=== REQUIREMENTS ===
Which of the lines below contain the string "diamond"? Return every such line in full, and count a match only when the case agrees.

=== DATASET ENTRIES ===
##########

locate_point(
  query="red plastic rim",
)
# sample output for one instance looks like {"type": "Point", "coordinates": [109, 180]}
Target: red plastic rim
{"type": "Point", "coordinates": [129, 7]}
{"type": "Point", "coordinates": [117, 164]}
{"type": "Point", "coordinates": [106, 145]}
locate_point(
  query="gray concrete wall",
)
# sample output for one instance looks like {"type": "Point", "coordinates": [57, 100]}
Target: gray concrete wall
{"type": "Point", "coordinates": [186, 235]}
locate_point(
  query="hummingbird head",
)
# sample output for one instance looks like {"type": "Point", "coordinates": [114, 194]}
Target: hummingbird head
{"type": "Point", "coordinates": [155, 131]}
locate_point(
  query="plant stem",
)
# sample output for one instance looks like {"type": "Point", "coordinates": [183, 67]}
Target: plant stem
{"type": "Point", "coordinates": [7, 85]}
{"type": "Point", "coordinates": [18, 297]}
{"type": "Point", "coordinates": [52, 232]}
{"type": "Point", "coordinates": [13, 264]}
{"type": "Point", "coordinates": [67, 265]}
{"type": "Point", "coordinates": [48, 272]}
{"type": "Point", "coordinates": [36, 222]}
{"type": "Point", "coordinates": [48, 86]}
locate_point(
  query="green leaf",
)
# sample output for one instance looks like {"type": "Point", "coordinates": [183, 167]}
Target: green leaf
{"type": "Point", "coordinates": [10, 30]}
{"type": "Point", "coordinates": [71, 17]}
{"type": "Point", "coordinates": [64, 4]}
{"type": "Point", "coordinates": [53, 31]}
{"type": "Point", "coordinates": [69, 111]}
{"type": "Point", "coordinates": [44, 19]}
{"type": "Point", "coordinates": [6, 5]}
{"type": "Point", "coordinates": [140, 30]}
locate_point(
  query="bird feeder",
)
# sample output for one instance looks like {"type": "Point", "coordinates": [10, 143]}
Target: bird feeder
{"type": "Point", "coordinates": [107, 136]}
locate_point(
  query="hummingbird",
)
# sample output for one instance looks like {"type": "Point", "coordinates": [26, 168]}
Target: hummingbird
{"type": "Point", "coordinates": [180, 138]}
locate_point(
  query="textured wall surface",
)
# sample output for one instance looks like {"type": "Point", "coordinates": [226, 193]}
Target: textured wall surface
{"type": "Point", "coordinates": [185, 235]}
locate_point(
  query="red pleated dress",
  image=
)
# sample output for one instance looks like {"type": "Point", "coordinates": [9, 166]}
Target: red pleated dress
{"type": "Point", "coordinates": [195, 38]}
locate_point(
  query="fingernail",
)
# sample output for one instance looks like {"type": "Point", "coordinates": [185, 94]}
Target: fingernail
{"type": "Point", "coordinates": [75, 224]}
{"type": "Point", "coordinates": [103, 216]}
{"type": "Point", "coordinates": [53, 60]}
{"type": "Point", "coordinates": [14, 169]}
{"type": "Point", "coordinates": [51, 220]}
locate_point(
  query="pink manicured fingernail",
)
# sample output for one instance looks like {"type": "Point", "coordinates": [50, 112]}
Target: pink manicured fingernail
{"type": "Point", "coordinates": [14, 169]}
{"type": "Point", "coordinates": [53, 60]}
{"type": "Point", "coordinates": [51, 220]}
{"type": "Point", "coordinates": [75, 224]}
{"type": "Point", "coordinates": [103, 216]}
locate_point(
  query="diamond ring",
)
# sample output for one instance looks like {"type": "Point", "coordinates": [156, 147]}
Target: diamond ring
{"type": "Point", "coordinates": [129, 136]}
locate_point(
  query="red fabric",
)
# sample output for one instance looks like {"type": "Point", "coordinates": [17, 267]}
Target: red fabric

##########

=== ANSWER TO THIS PROBLEM ===
  query="diamond ring",
Target: diamond ring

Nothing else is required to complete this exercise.